*THE INPUT:*
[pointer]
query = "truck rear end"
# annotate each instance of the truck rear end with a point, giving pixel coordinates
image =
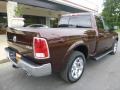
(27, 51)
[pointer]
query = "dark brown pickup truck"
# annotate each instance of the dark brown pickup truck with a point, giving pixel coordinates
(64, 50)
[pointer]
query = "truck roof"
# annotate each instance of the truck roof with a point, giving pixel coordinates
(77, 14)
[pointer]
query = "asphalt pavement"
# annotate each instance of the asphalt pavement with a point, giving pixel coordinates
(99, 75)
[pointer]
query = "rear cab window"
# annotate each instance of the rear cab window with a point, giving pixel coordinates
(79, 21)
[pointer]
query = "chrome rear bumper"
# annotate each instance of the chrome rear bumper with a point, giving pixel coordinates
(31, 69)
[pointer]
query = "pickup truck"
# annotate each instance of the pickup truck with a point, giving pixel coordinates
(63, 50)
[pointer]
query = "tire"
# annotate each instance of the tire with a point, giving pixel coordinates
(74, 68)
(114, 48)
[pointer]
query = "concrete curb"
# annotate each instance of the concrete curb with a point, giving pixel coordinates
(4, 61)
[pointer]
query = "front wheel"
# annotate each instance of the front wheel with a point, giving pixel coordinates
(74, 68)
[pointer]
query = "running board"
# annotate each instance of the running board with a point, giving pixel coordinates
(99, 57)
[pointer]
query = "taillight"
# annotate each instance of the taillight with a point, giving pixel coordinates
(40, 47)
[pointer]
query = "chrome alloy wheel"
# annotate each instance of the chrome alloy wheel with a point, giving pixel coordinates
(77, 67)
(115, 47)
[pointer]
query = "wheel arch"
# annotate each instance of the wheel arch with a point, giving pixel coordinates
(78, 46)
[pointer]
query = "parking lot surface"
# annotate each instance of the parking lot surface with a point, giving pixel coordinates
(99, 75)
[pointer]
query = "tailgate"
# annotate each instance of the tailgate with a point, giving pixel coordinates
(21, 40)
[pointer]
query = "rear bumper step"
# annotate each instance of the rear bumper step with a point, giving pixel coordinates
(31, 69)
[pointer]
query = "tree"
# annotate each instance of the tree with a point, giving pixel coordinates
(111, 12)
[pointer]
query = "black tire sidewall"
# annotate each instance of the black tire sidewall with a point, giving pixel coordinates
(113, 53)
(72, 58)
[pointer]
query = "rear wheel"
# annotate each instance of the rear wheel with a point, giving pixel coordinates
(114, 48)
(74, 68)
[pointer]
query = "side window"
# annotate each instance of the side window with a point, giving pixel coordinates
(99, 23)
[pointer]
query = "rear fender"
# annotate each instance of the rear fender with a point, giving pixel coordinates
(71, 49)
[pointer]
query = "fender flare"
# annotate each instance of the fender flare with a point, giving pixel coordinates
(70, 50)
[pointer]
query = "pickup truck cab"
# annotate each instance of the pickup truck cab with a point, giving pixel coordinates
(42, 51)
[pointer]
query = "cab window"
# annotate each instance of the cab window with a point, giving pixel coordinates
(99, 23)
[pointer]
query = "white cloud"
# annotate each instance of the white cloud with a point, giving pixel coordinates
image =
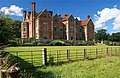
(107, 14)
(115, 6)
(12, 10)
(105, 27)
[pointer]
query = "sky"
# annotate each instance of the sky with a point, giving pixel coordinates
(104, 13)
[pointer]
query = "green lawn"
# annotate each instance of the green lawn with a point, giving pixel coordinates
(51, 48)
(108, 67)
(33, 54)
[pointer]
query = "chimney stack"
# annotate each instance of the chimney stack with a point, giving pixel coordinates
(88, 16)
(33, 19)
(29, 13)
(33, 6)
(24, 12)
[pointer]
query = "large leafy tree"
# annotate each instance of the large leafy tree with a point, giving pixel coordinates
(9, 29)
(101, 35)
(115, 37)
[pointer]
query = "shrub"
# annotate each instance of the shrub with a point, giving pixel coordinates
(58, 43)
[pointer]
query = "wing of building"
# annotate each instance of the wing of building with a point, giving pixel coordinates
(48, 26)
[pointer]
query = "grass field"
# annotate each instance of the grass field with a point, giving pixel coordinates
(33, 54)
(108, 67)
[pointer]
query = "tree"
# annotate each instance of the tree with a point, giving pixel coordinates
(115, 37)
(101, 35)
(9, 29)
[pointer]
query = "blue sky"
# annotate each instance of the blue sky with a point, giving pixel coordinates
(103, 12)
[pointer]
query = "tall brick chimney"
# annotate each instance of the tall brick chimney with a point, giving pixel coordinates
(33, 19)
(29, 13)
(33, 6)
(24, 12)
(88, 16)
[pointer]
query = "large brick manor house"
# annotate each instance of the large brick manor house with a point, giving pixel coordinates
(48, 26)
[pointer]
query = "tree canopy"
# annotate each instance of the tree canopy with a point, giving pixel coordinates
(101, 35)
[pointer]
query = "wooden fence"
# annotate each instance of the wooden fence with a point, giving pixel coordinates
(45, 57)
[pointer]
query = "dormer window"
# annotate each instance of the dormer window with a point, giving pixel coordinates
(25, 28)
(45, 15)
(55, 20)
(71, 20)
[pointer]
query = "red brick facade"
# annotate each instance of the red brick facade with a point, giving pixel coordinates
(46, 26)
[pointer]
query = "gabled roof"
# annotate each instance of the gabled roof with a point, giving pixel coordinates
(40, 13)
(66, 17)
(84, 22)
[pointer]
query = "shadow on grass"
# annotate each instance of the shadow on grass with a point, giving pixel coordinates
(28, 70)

*WHAT YOU NEED TO DO:* From the records given above, reproduce all text exactly and exclude each picture.

*WRITTEN RESPONSE:*
[pointer]
query = "truck rear end"
# annotate each instance of the truck rear end with a point, giving pixel coordinates
image =
(27, 51)
[pointer]
query = "dark brown pickup truck"
# annotate each instance of the dark brown pickup truck with a point, giving pixel coordinates
(64, 50)
[pointer]
query = "truck roof"
# annotate each instance of the truck roof with a point, giving pixel coordinates
(77, 14)
[pointer]
query = "asphalt pavement"
# annotate each instance of the asphalt pavement with a point, giving pixel coordinates
(99, 75)
[pointer]
query = "rear cab window"
# annotate each instance of the rear cab window with a point, giving pixel coordinates
(79, 21)
[pointer]
query = "chrome rear bumper"
# annotate each instance of the chrome rear bumper with a point, giving pixel coordinates
(31, 69)
[pointer]
query = "pickup truck"
# annotate each instance of the pickup truck with a point, giving pixel coordinates
(63, 50)
[pointer]
query = "tire"
# annotate each instance of the tire with a point, giving pixel coordinates
(74, 68)
(114, 48)
[pointer]
query = "concrete curb"
# annotate each instance of the concrete curb with a point, giving pixel coordinates
(4, 61)
[pointer]
query = "front wheel"
# annotate each instance of the front wheel with a point, giving pixel coordinates
(74, 68)
[pointer]
query = "running board"
# annotate each instance of the running board with a point, giving pixel coordinates
(99, 57)
[pointer]
query = "taillight"
# annotate each instance of the taillight with a point, giving pixel coordinates
(40, 47)
[pointer]
query = "chrome alloy wheel"
# annotate each instance of the chrome alloy wheel with a point, giving pixel coordinates
(77, 67)
(115, 47)
[pointer]
query = "wheel arch"
# annotate each instance of the wheel arch with a point, giving pixel coordinates
(78, 46)
[pointer]
query = "parking lot surface"
# annotate each instance of the parking lot surface with a point, giving pixel coordinates
(99, 75)
[pointer]
query = "tailgate"
# annotate each instance of the tailgate with a point, giving pixel coordinates
(21, 40)
[pointer]
query = "rear bumper step"
# annotate each instance of the rear bumper step with a point, giving pixel coordinates
(31, 69)
[pointer]
query = "tree"
# annotate each instance of the tree with a point, giving pixel coordinates
(111, 12)
[pointer]
query = "black tire sidewall"
# annotate each instance of the black tire sidewall with a point, giving pixel coordinates
(113, 53)
(72, 58)
[pointer]
query = "rear wheel"
# annotate each instance of the rear wheel with a point, giving pixel coordinates
(114, 48)
(74, 68)
[pointer]
query = "side window"
# annotate each instance of the side window with a point, giving pixel coordinates
(99, 23)
[pointer]
query = "rear fender"
# annotate each instance of the rear fender with a point, giving pixel coordinates
(71, 49)
[pointer]
query = "fender flare"
# annotate each instance of the fender flare with a point, giving pixel coordinates
(70, 50)
[pointer]
query = "pickup truck cab"
# annotate each instance of the pickup truck cab with a point, giving pixel coordinates
(42, 51)
[pointer]
query = "cab window"
# annotate each instance of the cab window with a point, giving pixel coordinates
(99, 23)
[pointer]
query = "white cloud"
# annotate each instance of the white cloud with a point, giving pixel coordinates
image =
(107, 14)
(115, 6)
(12, 10)
(105, 27)
[pointer]
query = "sky"
# annotate each instance of the sky with a point, giving pixel coordinates
(104, 13)
[pointer]
query = "green lawn"
# annotate each instance of the green lawn with a point, giving pixel coordinates
(51, 48)
(108, 67)
(33, 54)
[pointer]
query = "chimney stack"
# annotate each instance of the chimney stack with a point, giving pixel coordinates
(88, 16)
(33, 19)
(29, 13)
(33, 6)
(24, 12)
[pointer]
query = "large leafy tree"
# annotate each instance of the large leafy tree with a point, giving pixel coordinates
(9, 29)
(101, 35)
(115, 37)
[pointer]
query = "shrub"
# annotate each instance of the shrub with a point, giving pixel coordinates
(58, 43)
[pointer]
query = "wing of building"
# annotate each instance of the wing of building with a point, giving pixel coordinates
(48, 26)
[pointer]
query = "grass field"
# annotate each instance of the grass field with a point, giving pixel coordinates
(33, 54)
(108, 67)
[pointer]
query = "tree"
# annotate each instance of the tree with a point, giving pixel coordinates
(115, 37)
(101, 35)
(9, 29)
[pointer]
query = "blue sky"
# annotate each instance of the blue sky with a point, giving pixel coordinates
(103, 12)
[pointer]
query = "tall brick chimney"
# annotate each instance of the tall brick chimney with a point, giving pixel coordinates
(33, 19)
(29, 13)
(33, 6)
(24, 12)
(88, 16)
[pointer]
query = "large brick manor house"
# annotate each instance of the large brick manor house with a point, giving pixel coordinates
(48, 26)
[pointer]
query = "tree canopy"
# annotate each instance of the tree canopy with a point, giving pixel coordinates
(101, 35)
[pointer]
query = "wooden fence"
# annotate each instance of the wooden fence with a point, giving pixel coordinates
(45, 57)
[pointer]
query = "dormer window"
# annotate each instance of the dormer window with a point, giving pixel coordinates
(25, 28)
(45, 15)
(55, 20)
(71, 20)
[pointer]
query = "red brick facade"
# annotate each instance of the red brick facade with a point, giving pixel coordinates
(46, 26)
[pointer]
query = "gabled roof"
# annotate each instance of the gabled roof with a point, giving pixel coordinates
(40, 13)
(66, 17)
(84, 22)
[pointer]
query = "shadow on grass"
# annotate each instance of the shadow on grass with a point, giving pixel coordinates
(28, 70)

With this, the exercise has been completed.